AIM OF THE TASK
Arrange the records from the start through the line containing "[[521,339],[507,339],[507,354],[523,354]]" as a two-column CSV with the columns request and answer, one row per request. Put each field in quotation marks and replace its line breaks with spaces.
-- start of PROVIDED ENTRIES --
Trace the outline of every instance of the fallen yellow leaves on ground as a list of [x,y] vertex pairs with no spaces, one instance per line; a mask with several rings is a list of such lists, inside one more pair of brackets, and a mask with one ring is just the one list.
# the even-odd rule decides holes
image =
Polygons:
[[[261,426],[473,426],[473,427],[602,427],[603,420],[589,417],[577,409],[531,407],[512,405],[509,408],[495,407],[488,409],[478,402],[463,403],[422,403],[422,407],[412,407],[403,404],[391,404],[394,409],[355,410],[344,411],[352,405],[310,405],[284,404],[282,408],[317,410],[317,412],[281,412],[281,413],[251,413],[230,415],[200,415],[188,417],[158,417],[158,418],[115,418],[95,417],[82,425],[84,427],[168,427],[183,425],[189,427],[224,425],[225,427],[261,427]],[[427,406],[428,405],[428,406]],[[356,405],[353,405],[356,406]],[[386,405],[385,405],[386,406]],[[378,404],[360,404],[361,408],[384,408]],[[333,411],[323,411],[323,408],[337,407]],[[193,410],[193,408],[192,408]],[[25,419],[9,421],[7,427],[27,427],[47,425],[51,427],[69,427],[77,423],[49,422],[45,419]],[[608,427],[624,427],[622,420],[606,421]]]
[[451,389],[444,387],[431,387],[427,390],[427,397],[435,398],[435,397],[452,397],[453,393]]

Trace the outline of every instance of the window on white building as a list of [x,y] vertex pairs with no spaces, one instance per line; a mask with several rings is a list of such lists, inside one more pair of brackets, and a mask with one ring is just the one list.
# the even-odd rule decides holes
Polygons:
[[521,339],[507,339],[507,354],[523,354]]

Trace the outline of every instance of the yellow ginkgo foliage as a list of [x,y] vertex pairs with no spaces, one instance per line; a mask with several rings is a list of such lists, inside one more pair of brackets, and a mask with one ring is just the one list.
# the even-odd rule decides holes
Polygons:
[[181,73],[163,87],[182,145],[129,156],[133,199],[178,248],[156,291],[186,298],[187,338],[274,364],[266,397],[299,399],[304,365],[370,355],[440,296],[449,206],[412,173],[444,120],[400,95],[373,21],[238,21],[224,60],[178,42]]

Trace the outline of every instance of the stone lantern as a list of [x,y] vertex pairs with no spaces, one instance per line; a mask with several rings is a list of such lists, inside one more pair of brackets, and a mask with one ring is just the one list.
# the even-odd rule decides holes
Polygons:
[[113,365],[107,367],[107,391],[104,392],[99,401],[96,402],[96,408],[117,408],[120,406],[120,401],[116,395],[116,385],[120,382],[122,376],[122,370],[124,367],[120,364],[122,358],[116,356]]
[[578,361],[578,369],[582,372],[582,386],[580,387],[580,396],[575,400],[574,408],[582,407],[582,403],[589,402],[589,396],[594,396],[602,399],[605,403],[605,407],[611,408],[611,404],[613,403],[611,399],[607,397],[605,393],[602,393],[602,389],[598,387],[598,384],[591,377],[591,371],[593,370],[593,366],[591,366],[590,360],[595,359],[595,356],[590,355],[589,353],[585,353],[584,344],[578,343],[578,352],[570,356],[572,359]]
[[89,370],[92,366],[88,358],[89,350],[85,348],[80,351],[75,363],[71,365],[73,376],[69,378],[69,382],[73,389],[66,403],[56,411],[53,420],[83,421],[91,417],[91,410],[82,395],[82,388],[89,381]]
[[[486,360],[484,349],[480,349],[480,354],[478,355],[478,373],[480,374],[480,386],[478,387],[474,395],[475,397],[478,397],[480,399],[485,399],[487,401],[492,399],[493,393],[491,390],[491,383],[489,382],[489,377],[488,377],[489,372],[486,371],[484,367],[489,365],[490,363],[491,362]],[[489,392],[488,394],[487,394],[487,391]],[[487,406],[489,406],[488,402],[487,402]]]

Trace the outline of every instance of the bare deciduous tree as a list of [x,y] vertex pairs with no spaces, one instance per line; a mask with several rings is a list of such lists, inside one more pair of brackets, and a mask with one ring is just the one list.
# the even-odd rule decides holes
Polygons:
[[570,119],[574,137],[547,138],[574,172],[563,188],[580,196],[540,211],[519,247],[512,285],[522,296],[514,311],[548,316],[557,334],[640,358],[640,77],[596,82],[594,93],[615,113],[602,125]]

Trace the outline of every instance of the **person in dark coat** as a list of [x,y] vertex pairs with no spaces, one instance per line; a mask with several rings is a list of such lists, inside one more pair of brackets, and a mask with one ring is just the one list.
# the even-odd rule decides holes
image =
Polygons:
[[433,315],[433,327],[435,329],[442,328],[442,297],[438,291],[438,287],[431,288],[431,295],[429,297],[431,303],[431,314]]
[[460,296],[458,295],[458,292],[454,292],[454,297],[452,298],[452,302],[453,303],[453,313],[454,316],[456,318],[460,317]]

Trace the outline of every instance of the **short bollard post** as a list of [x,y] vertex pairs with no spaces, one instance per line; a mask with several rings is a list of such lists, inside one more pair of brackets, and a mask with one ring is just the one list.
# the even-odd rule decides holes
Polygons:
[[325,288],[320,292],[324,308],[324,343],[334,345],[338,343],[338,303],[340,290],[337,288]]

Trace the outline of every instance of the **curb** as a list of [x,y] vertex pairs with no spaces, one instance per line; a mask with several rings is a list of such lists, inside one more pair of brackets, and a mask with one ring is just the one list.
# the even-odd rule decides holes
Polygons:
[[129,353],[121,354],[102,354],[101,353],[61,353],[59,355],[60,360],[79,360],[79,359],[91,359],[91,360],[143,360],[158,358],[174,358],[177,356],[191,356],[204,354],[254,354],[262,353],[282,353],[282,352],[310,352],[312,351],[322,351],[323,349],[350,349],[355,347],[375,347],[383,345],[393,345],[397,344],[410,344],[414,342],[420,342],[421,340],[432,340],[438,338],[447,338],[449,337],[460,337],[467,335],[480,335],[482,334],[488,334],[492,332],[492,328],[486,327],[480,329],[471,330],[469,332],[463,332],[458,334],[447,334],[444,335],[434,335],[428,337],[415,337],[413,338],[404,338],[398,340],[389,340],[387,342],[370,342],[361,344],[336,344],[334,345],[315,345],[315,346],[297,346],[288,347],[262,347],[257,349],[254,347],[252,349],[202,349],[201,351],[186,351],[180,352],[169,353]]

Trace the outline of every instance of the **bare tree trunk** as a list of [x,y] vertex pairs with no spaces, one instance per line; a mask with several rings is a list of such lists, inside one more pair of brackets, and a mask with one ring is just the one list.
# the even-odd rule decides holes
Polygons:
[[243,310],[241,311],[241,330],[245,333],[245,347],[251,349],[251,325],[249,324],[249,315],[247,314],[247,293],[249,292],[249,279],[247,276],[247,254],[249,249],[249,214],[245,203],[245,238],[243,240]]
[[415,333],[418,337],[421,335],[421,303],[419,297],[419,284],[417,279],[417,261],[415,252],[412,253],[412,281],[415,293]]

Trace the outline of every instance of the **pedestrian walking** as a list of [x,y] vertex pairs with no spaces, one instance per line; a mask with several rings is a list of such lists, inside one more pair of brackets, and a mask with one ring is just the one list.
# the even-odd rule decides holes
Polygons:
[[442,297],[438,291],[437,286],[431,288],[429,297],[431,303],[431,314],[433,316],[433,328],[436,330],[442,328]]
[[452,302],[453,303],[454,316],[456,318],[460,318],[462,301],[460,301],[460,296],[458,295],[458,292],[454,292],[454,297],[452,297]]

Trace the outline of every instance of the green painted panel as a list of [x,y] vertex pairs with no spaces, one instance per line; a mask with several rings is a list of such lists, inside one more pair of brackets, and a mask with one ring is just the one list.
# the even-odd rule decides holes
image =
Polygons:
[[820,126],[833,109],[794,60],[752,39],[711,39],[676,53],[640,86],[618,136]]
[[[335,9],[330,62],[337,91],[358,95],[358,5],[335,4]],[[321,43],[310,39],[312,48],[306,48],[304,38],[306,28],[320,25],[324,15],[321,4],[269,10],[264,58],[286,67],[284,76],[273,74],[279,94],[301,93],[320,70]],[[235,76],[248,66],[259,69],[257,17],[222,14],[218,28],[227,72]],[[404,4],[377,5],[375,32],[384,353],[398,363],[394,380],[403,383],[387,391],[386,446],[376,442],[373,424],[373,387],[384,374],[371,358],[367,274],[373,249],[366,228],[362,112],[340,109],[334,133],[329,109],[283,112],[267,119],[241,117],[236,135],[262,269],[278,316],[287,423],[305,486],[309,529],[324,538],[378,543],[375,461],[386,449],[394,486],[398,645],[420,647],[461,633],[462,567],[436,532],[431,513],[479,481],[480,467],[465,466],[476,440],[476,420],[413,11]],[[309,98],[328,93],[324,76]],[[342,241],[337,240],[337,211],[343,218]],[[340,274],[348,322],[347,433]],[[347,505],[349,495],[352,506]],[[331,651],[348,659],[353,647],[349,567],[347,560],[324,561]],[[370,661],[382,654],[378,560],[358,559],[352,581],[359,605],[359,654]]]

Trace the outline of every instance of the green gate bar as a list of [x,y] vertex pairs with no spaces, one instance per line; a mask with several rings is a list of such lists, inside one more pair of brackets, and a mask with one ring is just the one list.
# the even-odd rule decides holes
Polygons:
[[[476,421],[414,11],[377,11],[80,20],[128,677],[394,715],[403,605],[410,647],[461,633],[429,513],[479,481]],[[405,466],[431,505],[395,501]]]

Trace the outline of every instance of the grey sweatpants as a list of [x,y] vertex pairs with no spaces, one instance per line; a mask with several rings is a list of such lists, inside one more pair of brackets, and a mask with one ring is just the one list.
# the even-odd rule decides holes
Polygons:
-- end of PROVIDED ENTRIES --
SOLVED EXERCISE
request,answer
"Trace the outline of every instance of the fallen yellow leaves on ground as a list of [x,y] vertex pairs with no spaces, one instance per line; a mask with several rings is a list of such lists, inside one more pair of brackets, and a mask with one ring is just the one list. # the even-odd rule decides holes image = Polygons:","[[[261,426],[473,426],[473,427],[602,427],[603,420],[589,417],[577,409],[531,407],[512,405],[509,408],[495,407],[488,409],[478,402],[463,403],[422,403],[422,407],[412,407],[403,404],[391,404],[394,409],[355,410],[344,411],[352,405],[310,405],[284,404],[282,408],[317,410],[317,412],[281,412],[281,413],[251,413],[230,415],[200,415],[188,417],[158,417],[158,418],[115,418],[95,417],[82,425],[84,427],[168,427],[183,425],[189,427],[224,425],[225,427],[261,427]],[[427,406],[428,405],[428,406]],[[356,405],[353,405],[356,406]],[[386,405],[385,405],[386,406]],[[378,404],[360,404],[361,408],[384,408]],[[333,411],[323,411],[323,408],[337,407]],[[193,410],[193,408],[192,408]],[[25,419],[9,421],[7,427],[27,427],[47,425],[51,427],[69,427],[77,423],[49,422],[45,419]],[[608,427],[624,427],[622,420],[606,421]]] [[451,389],[444,387],[431,387],[427,390],[427,397],[435,398],[435,397],[452,397],[453,393]]"
"Trace the outline of every instance of the window on white building as a list of [x,y] vertex pairs with no spaces, one instance per line; a mask with several rings is a list of such lists, inside one more pair of brackets, and a mask with one ring is just the one list. # the even-odd rule decides holes Polygons:","[[521,339],[507,339],[507,354],[523,354]]"